# Direction
Render the portion of the listing below that opens with the line containing "Game engine object recognition — detect brown" and closes with the line containing "390, 276, 403, 292" as a Markdown table with the columns Row and Line. Number each line in order and omit any blank lines.

# Given records
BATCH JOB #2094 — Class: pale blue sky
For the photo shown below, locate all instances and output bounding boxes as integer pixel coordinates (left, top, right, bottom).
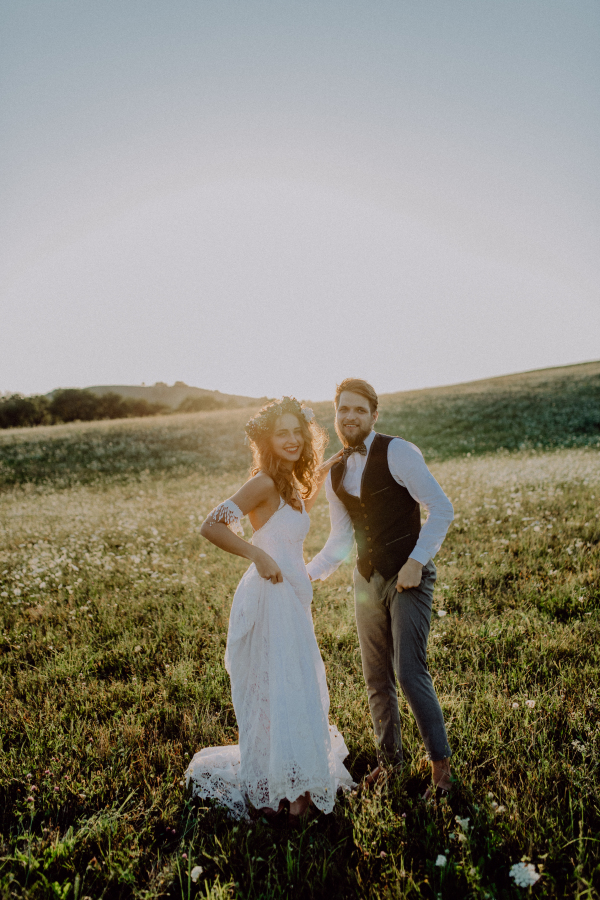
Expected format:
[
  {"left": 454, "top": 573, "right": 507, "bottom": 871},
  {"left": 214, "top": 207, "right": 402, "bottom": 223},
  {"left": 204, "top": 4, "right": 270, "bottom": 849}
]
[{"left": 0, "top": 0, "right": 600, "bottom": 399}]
---
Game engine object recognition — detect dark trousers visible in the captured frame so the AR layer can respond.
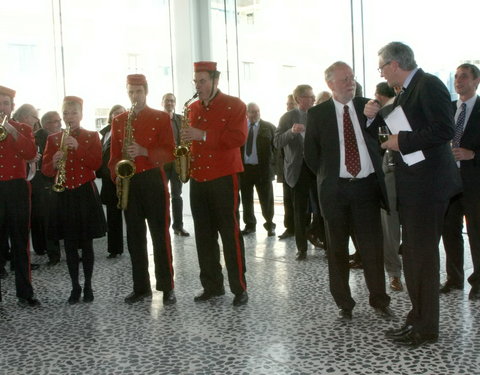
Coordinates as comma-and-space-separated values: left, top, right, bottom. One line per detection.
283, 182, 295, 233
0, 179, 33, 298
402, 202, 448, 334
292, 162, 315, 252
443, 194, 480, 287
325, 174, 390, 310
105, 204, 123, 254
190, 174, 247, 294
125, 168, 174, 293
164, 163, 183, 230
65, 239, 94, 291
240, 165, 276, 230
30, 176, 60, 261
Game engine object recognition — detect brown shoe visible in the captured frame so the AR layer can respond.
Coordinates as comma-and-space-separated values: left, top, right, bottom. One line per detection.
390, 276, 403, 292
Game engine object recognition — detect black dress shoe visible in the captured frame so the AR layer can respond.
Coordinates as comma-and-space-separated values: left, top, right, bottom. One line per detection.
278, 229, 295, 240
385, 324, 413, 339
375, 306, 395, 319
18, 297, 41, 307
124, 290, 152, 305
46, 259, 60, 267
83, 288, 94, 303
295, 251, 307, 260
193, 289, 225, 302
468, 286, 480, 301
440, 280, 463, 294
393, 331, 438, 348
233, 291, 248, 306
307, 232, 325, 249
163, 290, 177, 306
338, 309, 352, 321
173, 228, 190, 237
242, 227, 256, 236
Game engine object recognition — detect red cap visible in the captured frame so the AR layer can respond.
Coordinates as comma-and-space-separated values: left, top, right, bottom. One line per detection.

# Expected answer
| Row | Line |
|---|---|
| 1 | Game engine object recognition — detect brown shoe visible in the captured frame so the AR layer can respond. |
| 2 | Coordinates as comma-and-space-separated values: left, top, right, bottom. One line per detection. |
| 3 | 390, 276, 403, 292 |